§ **WORK TO BE COMPLETED**
Copy out each line of the material below that holds the string "shown".

§ **DATA**

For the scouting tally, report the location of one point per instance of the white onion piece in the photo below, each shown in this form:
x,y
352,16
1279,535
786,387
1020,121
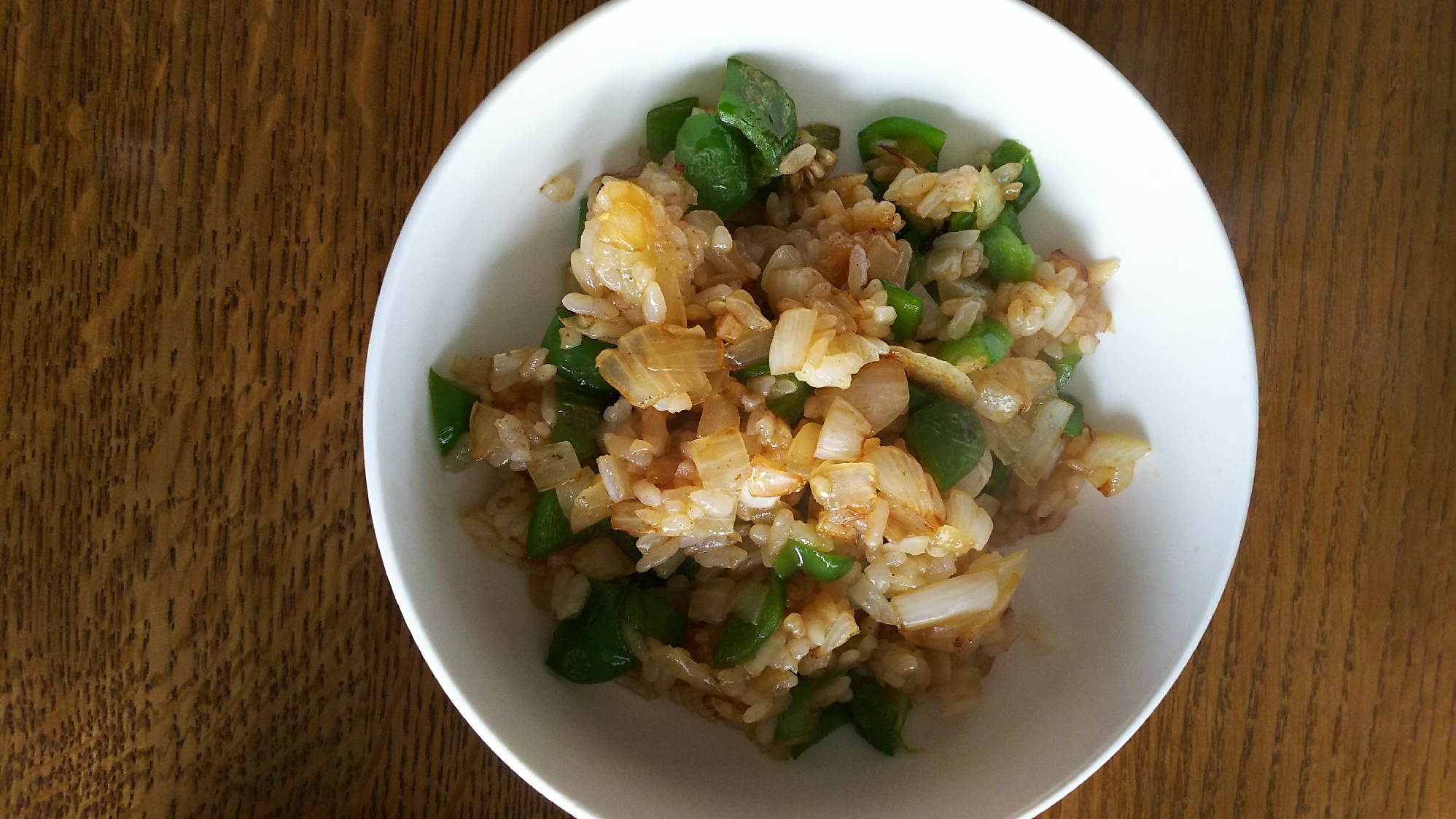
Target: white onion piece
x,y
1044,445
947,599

* * *

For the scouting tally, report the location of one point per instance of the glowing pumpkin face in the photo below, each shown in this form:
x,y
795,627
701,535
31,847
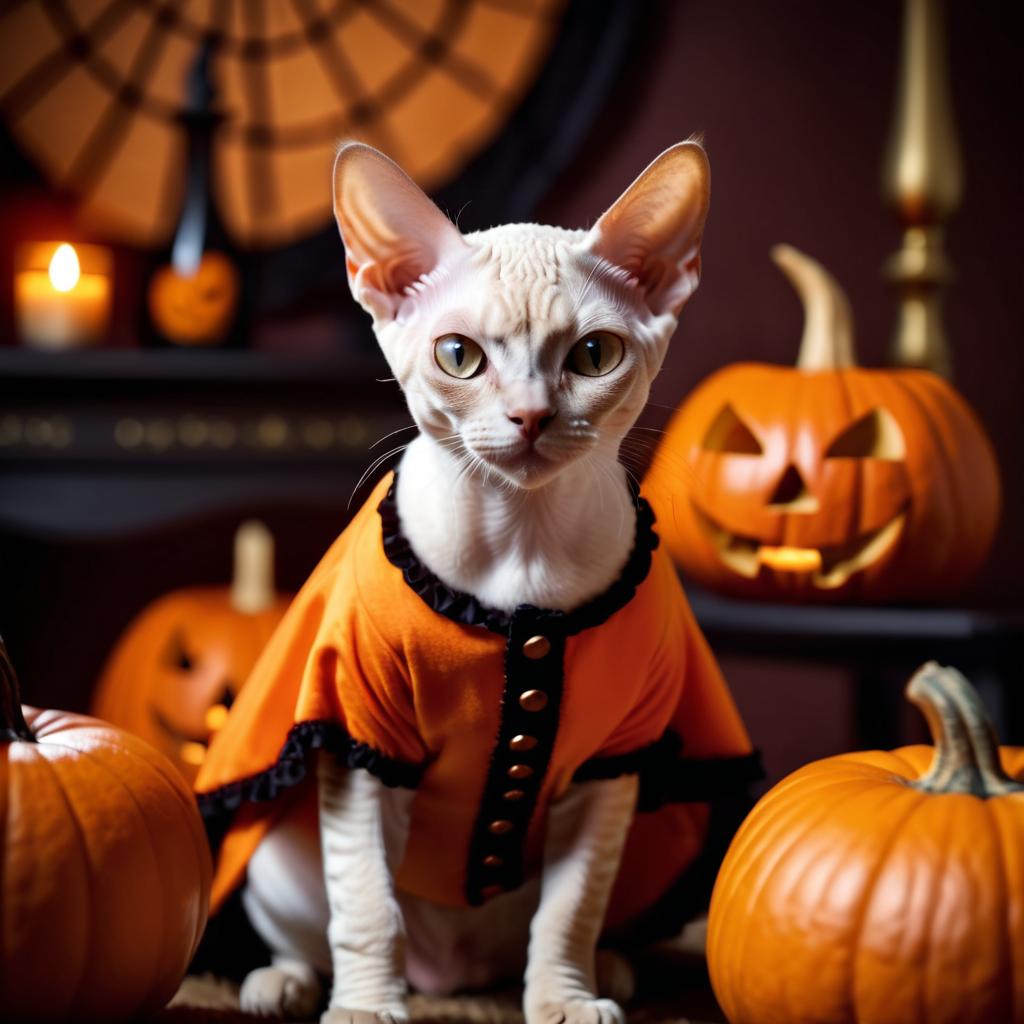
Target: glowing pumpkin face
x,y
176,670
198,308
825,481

§ **REPLY**
For the scouting tally, report the location of one point per instance of the white onion piece in the photo below, each shown in this form:
For the scouting tally, report the location of one point per instance of the glowing pumpkin face in the photo below, each shown in this form:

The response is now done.